Recorded data Block Start
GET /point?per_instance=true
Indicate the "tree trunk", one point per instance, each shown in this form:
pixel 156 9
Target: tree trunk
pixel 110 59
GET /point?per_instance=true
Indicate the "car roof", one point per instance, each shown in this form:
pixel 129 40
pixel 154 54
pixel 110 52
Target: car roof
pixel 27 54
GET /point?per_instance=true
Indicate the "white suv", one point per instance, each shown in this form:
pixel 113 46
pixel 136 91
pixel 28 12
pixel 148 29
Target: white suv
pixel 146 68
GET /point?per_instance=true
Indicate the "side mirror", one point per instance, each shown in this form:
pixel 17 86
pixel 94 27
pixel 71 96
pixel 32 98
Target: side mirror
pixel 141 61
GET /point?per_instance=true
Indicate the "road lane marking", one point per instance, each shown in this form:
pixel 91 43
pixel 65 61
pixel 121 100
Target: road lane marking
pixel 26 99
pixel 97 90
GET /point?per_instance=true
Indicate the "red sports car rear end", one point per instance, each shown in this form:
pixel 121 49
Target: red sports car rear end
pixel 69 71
Recorded data Block End
* What is required *
Would you write out the data exactly as it reads?

* Result below *
GET /point?per_instance=true
Indicate the "tree trunk", one point per instance, each shown in this form:
pixel 156 9
Target: tree trunk
pixel 110 59
GET /point?per_instance=true
Indicate the "car roof", one point per instance, each shown in this form:
pixel 129 40
pixel 154 54
pixel 110 52
Target: car roof
pixel 27 54
GET /point?per_instance=true
Indicate the "white suv", one point per instance, each shown in this form:
pixel 113 46
pixel 136 91
pixel 28 12
pixel 148 29
Target: white suv
pixel 146 68
GET /point?per_instance=true
Indicate the "side mirror", one point per instance, each shown in this form:
pixel 17 86
pixel 94 27
pixel 71 96
pixel 32 98
Target: side mirror
pixel 141 61
GET /point?per_instance=true
Indicate the "road lane marking", one point per instance, each shown in this form:
pixel 91 43
pixel 65 61
pixel 121 100
Target: road lane marking
pixel 26 99
pixel 97 90
GET /point?per_instance=true
Indicate the "red sports car rear end", one point per instance, each shown in this form:
pixel 121 49
Target: red sports car rear end
pixel 69 71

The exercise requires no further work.